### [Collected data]
○ ○ ○ ○ ○

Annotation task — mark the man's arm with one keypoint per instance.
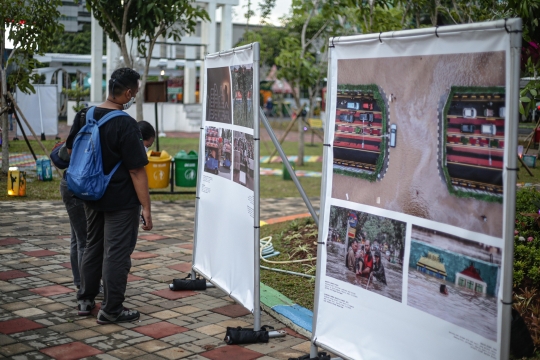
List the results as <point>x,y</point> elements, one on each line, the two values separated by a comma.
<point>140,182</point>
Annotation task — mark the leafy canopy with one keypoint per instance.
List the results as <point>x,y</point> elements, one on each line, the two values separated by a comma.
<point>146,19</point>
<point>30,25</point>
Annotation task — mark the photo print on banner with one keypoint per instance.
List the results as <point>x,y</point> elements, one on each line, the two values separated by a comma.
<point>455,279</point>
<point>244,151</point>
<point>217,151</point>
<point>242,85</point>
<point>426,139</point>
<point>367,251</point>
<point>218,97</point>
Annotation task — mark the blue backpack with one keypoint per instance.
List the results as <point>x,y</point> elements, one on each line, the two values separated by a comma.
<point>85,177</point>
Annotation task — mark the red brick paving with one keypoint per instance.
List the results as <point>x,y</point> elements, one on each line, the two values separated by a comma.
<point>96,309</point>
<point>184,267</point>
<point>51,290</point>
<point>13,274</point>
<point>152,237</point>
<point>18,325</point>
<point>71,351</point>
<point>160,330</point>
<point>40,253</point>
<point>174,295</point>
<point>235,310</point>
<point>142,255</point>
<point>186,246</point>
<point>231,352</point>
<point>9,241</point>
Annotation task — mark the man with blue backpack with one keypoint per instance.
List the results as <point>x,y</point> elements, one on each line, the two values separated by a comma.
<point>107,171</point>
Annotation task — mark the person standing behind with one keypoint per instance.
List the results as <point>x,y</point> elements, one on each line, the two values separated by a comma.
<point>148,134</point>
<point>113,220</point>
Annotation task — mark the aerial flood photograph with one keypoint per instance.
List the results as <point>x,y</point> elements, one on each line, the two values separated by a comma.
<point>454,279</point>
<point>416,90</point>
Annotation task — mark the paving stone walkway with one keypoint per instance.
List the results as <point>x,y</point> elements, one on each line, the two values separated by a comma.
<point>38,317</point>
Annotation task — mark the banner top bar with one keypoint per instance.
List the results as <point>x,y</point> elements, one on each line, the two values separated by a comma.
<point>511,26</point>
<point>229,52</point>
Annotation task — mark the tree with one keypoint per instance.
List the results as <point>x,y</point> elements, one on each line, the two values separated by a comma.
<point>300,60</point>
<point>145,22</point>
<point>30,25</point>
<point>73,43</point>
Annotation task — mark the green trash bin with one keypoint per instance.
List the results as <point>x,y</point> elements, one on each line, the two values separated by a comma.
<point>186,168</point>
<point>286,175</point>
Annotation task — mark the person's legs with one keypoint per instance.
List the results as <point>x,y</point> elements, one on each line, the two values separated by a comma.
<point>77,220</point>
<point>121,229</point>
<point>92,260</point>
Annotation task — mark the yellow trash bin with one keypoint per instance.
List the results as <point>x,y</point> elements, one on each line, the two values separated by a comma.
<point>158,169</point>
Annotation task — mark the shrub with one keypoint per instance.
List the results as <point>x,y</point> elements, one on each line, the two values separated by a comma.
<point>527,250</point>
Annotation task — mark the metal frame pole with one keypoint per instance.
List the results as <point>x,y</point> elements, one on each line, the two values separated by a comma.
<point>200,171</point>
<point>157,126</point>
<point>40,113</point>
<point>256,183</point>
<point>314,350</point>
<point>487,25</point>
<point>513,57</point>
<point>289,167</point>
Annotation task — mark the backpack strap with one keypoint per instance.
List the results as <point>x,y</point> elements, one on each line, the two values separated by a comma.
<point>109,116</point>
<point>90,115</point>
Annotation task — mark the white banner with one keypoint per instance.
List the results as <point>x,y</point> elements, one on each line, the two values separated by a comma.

○ ○ ○ ○ ○

### [Your instructions]
From the first line above to the last, copy the records exactly but omit the pictures.

### [Answer for this exercise]
Annotation task — mark the man's arm with one keypoint per instance.
List the results as <point>x,y</point> elements, one on each line, the two values separated by a comma.
<point>140,182</point>
Annotation task — mark the leafy canopy with one keypoint per instance.
List the results as <point>x,y</point> elements, one on each line, the two values separated by a comma.
<point>146,19</point>
<point>30,25</point>
Annotation task — mark the photo print on banner with one keypoint per instance.
List the results as <point>x,y</point> elements, one on each line, the two values separated by a comma.
<point>455,279</point>
<point>244,151</point>
<point>217,151</point>
<point>242,85</point>
<point>426,139</point>
<point>367,251</point>
<point>218,97</point>
Annotation task — mark the blue backpack with one keypoint per instance.
List the results as <point>x,y</point> elements, one on each line, the two values separated by a comma.
<point>85,177</point>
Annotation task — mark the red brick paving with one keypoint per instance.
List the results as <point>x,y</point> elements, one on each line, the two values separated by a comma.
<point>96,309</point>
<point>184,267</point>
<point>51,290</point>
<point>13,274</point>
<point>152,237</point>
<point>18,325</point>
<point>71,351</point>
<point>160,330</point>
<point>40,253</point>
<point>174,295</point>
<point>235,310</point>
<point>142,255</point>
<point>186,246</point>
<point>231,352</point>
<point>9,241</point>
Annotation task — mark the man with blue backpack with one keypoint per instance.
List the results as <point>x,y</point> elements, one on each line, the two values separated by a comma.
<point>107,171</point>
Annotation task — mark the person standing behind with one keypoint per instance.
List the results as <point>x,y</point> elements, one on each line, the two values separated by a comma.
<point>148,134</point>
<point>113,220</point>
Annotation task — mark the aerial flood photograph with one keypoint per instance.
List the results as <point>x,y</point> elements, one on each line, the two values separated by a comma.
<point>454,279</point>
<point>416,90</point>
Annotation task — mark the paving stone walkway with one keypoint per instance.
List the results as <point>x,y</point> elements, one on each line, the two values separated by a comma.
<point>38,317</point>
Annotation task — mark the banner top bar with one keypoint per instance.
List the results as <point>x,y</point> elements, one on each line, the two values separated by a comma.
<point>511,26</point>
<point>229,52</point>
Annotation task — mark the tree with one keypoint per instance.
List the results as <point>x,y</point> elements, one on each line, the two values separated by a comma.
<point>300,60</point>
<point>145,22</point>
<point>30,25</point>
<point>73,43</point>
Annotation task — mark the green trash bin with one keypoint per instance.
List the results as <point>x,y</point> elements, one on each line, the two values separated by a comma.
<point>186,168</point>
<point>286,175</point>
Annotation task — mark the person's legs with one keypoint per instance.
List the results as <point>x,y</point> elements, one on each line, the two values separated by a comma.
<point>77,220</point>
<point>121,229</point>
<point>92,260</point>
Annotation task — mark the yellow trash bin with one keypoint per instance.
List the results as <point>x,y</point> elements, one on each line, the two values separated by a comma.
<point>158,169</point>
Annotation task — mark the shrub with one keypoint per instance.
List the results as <point>x,y</point> elements, one on each line, the two values separated by a comma.
<point>527,250</point>
Annotation task — mark the metal frame pole with one keypoint per instance.
List the results as <point>x,y</point> elements, one on each line, the two values separated by a comma.
<point>200,171</point>
<point>157,126</point>
<point>40,113</point>
<point>256,183</point>
<point>314,350</point>
<point>487,25</point>
<point>513,57</point>
<point>289,167</point>
Annotation task — mark the backpack strap with one keypoint per instance.
List the results as <point>x,y</point> elements, one on each line, the two values separated by a comma.
<point>109,116</point>
<point>90,115</point>
Annotation task — mark the white banner with one keypoint per instance.
List the results as <point>x,y</point> elements, one on each line, the two values separated by a comma.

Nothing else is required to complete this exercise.